WHAT YOU WILL DO
Once the pictures are set aside, reproduce the remaining data exactly.

** Opening INFORMATION PROVIDED block **

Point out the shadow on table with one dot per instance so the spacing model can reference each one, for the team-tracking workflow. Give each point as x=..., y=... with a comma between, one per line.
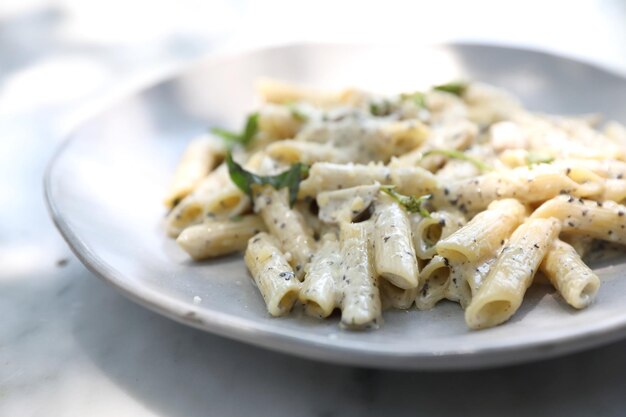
x=178, y=371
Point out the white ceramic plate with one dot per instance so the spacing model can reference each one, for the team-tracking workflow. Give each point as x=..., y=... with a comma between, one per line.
x=105, y=187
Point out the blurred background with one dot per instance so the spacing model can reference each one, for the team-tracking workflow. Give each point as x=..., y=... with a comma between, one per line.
x=61, y=60
x=63, y=52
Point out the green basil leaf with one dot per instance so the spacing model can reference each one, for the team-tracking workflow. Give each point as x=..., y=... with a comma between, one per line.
x=296, y=113
x=418, y=98
x=534, y=158
x=450, y=153
x=244, y=138
x=410, y=203
x=457, y=88
x=381, y=108
x=289, y=179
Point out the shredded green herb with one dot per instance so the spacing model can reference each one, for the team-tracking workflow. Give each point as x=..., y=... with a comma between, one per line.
x=450, y=153
x=289, y=179
x=382, y=108
x=457, y=88
x=534, y=158
x=244, y=138
x=410, y=203
x=296, y=113
x=417, y=97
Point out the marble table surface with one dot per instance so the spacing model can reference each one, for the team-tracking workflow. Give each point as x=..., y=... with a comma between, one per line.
x=72, y=346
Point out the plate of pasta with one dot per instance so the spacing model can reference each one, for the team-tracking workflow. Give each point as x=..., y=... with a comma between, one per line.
x=457, y=206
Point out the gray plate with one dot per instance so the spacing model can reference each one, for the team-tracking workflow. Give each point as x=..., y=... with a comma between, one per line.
x=105, y=186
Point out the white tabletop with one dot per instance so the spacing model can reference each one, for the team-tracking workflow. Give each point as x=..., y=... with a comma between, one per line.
x=72, y=346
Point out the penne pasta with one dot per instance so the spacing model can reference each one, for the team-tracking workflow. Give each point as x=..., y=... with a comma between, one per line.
x=354, y=201
x=500, y=295
x=360, y=300
x=288, y=225
x=394, y=254
x=219, y=237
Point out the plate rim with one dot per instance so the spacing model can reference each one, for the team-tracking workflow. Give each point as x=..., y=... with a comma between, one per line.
x=272, y=338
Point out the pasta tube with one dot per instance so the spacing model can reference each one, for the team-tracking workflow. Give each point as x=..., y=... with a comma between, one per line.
x=430, y=230
x=605, y=221
x=360, y=302
x=502, y=292
x=574, y=280
x=200, y=158
x=324, y=176
x=219, y=237
x=272, y=274
x=434, y=280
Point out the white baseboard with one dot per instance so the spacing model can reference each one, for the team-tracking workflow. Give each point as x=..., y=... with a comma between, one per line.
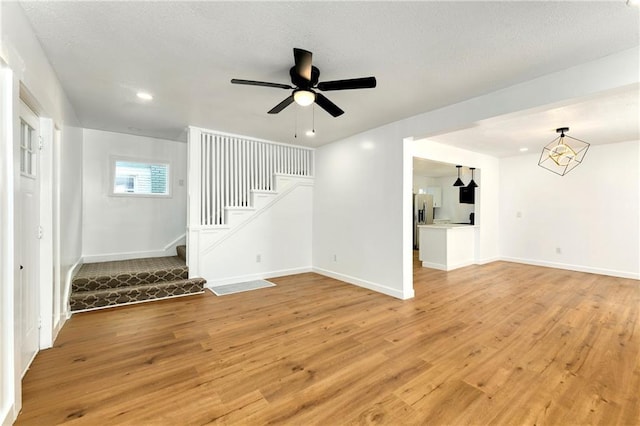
x=212, y=282
x=487, y=260
x=137, y=302
x=577, y=268
x=366, y=284
x=168, y=250
x=9, y=416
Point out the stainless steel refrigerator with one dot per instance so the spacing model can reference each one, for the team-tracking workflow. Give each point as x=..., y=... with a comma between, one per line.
x=422, y=214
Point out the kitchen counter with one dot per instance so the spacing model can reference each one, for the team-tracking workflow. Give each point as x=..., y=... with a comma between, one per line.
x=447, y=246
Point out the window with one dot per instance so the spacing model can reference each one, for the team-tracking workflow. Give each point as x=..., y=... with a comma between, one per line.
x=27, y=150
x=140, y=178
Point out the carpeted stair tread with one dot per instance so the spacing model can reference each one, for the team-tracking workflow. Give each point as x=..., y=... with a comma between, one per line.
x=182, y=252
x=124, y=273
x=93, y=299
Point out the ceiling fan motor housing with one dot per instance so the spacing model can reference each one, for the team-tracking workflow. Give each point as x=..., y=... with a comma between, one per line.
x=301, y=82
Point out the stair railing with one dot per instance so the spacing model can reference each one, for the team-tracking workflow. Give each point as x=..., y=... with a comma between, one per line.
x=224, y=169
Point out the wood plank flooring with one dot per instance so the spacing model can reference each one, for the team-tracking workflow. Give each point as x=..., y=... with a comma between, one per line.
x=501, y=343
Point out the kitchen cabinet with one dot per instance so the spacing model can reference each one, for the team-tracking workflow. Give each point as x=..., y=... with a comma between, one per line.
x=448, y=246
x=436, y=193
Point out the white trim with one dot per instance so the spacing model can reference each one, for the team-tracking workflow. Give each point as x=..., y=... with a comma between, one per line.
x=113, y=159
x=180, y=240
x=366, y=284
x=136, y=302
x=168, y=250
x=258, y=276
x=46, y=274
x=575, y=268
x=65, y=314
x=9, y=416
x=10, y=390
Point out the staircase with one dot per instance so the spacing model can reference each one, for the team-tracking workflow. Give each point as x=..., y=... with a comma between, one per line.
x=108, y=284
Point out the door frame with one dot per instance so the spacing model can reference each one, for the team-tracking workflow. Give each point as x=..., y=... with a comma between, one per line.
x=11, y=386
x=47, y=254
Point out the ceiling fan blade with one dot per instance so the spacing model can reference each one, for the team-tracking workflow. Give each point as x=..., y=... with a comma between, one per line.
x=303, y=63
x=328, y=106
x=282, y=105
x=260, y=83
x=353, y=83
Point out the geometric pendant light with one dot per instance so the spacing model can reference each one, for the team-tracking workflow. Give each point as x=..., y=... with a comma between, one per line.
x=458, y=182
x=473, y=183
x=563, y=154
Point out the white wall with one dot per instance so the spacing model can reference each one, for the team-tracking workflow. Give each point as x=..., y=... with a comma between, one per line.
x=280, y=234
x=592, y=213
x=358, y=212
x=70, y=217
x=22, y=54
x=129, y=227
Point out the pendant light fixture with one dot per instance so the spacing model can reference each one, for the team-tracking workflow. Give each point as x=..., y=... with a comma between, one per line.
x=563, y=154
x=458, y=181
x=473, y=183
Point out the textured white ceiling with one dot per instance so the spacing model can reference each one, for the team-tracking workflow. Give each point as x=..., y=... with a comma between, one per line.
x=425, y=55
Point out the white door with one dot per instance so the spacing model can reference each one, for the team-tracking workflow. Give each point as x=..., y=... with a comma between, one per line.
x=28, y=222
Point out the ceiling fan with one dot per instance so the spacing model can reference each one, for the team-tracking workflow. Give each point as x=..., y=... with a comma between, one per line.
x=304, y=78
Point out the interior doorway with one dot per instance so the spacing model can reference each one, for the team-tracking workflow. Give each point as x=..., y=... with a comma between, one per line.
x=28, y=234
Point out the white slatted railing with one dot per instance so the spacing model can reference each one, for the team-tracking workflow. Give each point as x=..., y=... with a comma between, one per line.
x=231, y=167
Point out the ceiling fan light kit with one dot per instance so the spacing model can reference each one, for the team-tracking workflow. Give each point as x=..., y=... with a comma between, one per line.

** Closing INFORMATION PROVIDED block **

RESULT FOR THIS EXERCISE
Point out the shadow on table with one dot per instance so the spacing model can reference each one, for the team-tracking workflow. Give each point as x=..., y=... with a comma between, one per line.
x=178, y=371
Point out the white ceramic plate with one dot per instance so the spacing model can reference each one, for the team-tracking workflow. Give each point as x=..., y=... with a comma between, one per line.
x=105, y=187
Point out the blurred background with one dot per instance so the spacing model can reference each one, for the team-tracking workflow. Give each point as x=..., y=... with a comma between, one per line.
x=61, y=60
x=63, y=52
Point out the green basil leaf with one dot per instance so the spacing model can reference each one, for the team-tracking workflow. Give each point as x=..., y=... with a comma between, one per line.
x=296, y=113
x=418, y=98
x=534, y=158
x=450, y=153
x=244, y=138
x=410, y=203
x=457, y=88
x=381, y=108
x=289, y=179
Point out the shredded green herb with one dot per instance so the spacing model can reference each one, for the team-tracking workflow. Give each point as x=..., y=... with a comma between, one per line.
x=450, y=153
x=289, y=179
x=382, y=108
x=457, y=88
x=534, y=158
x=244, y=138
x=410, y=203
x=296, y=113
x=417, y=97
Point out the marble table surface with one dot per instance so the spacing model can reference each one, for the team-tracking workflow. Give each point as x=..., y=... with a comma between, one per line.
x=72, y=346
Point out the plate of pasta with one dot per instance so the spacing model can reference each one, for the team-tracking workflow. Give each point as x=..., y=... with a comma between, one per line.
x=457, y=206
Point out the gray plate with one dot per instance so the spacing model can reference each one, for the team-tracking workflow. Give each point as x=..., y=... with a comma between, one per line.
x=105, y=186
Point out the white tabletop with one dot per instance so the spacing model can reference each one, for the team-tracking workflow. Give each point as x=..., y=... with a comma between, one per line.
x=72, y=346
Point out the penne pasta with one dot per instance so the spacing model can reference each one, for the team-tracking workflow. Give each point as x=..., y=... with a comma between, one per line.
x=354, y=201
x=500, y=295
x=360, y=300
x=288, y=225
x=394, y=254
x=219, y=237
Point out the plate rim with one dot per instance so the spacing model can reference each one, for the team-tracking workflow. Give each point as x=..., y=... with a comma between, one per line.
x=272, y=338
Point out the pasta tube with one dot per instance so the spacing model can reference each one, for the team-tracking workflow. Give each point as x=..., y=... with a comma between, one per line.
x=430, y=230
x=605, y=221
x=360, y=302
x=502, y=292
x=574, y=280
x=200, y=158
x=324, y=176
x=219, y=237
x=272, y=274
x=434, y=280
Point out the white baseboard with one dot per instance so the spacing model can reference each one, for the team-tracking workflow. Give each point as x=..., y=... with a comma between, one per line.
x=212, y=282
x=487, y=260
x=137, y=302
x=577, y=268
x=366, y=284
x=168, y=250
x=9, y=416
Point out the stainless steel refrigerator with one dot per instance so the spacing model can reference each one, for the team-tracking workflow. Give each point as x=..., y=... with a comma between, one per line.
x=422, y=214
Point out the kitchen counter with one dot per instance so the spacing model can reference each one, for the team-tracking workflow. Give each point as x=..., y=... with a comma between, one per line.
x=447, y=246
Point out the window with one dot per instance so the spacing model can reference each one, for the team-tracking workflow. Give each point as x=..., y=... with a comma between, one per line.
x=27, y=150
x=140, y=178
Point out the carpeted stair tread with one dot per instance so the spacing model can reference each one, for the team-tracking workflow. Give each point as x=..., y=... with a comma between, one per line.
x=182, y=252
x=124, y=273
x=93, y=299
Point out the ceiling fan motor housing with one dot per instance so the spacing model can reference each one, for the team-tracking workflow. Give each point as x=..., y=... with a comma between, one per line.
x=301, y=82
Point out the stair railing with one dot per instance so the spacing model can reference each one, for the team-tracking workflow. Give each point as x=..., y=... with a comma between, one per line.
x=224, y=169
Point out the wood plank flooring with one dot per instance so the spacing model can reference each one, for the team-tracking workflow. Give each point as x=..., y=... with a comma between, one per line.
x=501, y=343
Point out the kitchen cabinet with one dot per instance so the spacing model can reference each one, for the team-tracking workflow. Give each point as x=..., y=... with a comma between, one per line.
x=448, y=246
x=436, y=193
Point out the white trim with one dot per instance so the spacing model can reference each one, for the team-tracking workflow. Give each point as x=..., y=... with a comma between, one per line.
x=113, y=159
x=180, y=240
x=366, y=284
x=136, y=302
x=168, y=250
x=258, y=276
x=46, y=274
x=575, y=268
x=65, y=314
x=9, y=416
x=10, y=390
Point out the staircase with one dot per instance so the spacing model can reference each one, for the team-tracking workflow. Give each point as x=..., y=... with a comma between, one per line.
x=108, y=284
Point out the door frame with one dot per instance so the spacing model can reference each one, for the team-tracking workflow. Give each point as x=..., y=... with a comma between, one per line.
x=11, y=386
x=47, y=254
Point out the ceiling fan blade with one dot per instance so the spacing model can reference each one, for the team-tracking workflow. Give each point as x=..., y=... with a comma between, one per line.
x=303, y=63
x=328, y=106
x=282, y=105
x=260, y=83
x=353, y=83
Point out the geometric pendant light with one dot per instance so the spacing model can reference each one, for the team-tracking workflow. Give each point as x=..., y=... with a comma between, one per line.
x=458, y=182
x=473, y=183
x=563, y=154
Point out the white wall with one dot per instance so the spacing model can reference each one, for the team-tracking workflow. Give each point as x=..., y=... with a comma between, one per line.
x=280, y=234
x=592, y=213
x=358, y=212
x=70, y=217
x=22, y=54
x=129, y=227
Point out the pendant light fixture with one dot per instance so the spacing model can reference each one, for the team-tracking workflow. Give each point as x=..., y=... with a comma between, one per line.
x=563, y=154
x=458, y=181
x=473, y=183
Point out the textured white ceiling with one dot per instance so the spacing model can reference each one, for the team-tracking workflow. Give each point as x=..., y=... with a comma between, one per line.
x=425, y=55
Point out the white door with one dot per instance so the spacing model can reference each one, for the team-tracking workflow. Give each point as x=..., y=... with a comma between, one per line.
x=28, y=222
Point out the ceiling fan with one dot per instance so the spacing model can reference each one, for the team-tracking workflow. Give each point as x=..., y=... with a comma between, one per line.
x=304, y=78
Point out the interior doorway with one dot per instance so the spacing model can reference each one, for the team-tracking workflow. Give each point as x=..., y=... with a comma between, one per line.
x=28, y=234
Point out the white slatted railing with one dot per instance so the spacing model can reference each one, for the team-tracking workflow. Give each point as x=..., y=... with a comma between, one per line.
x=231, y=167
Point out the ceiling fan light kit with one dot per instance so the spacing model can reference each one, for the team-tracking workflow. Give each point as x=..., y=... with a comma between, one per line.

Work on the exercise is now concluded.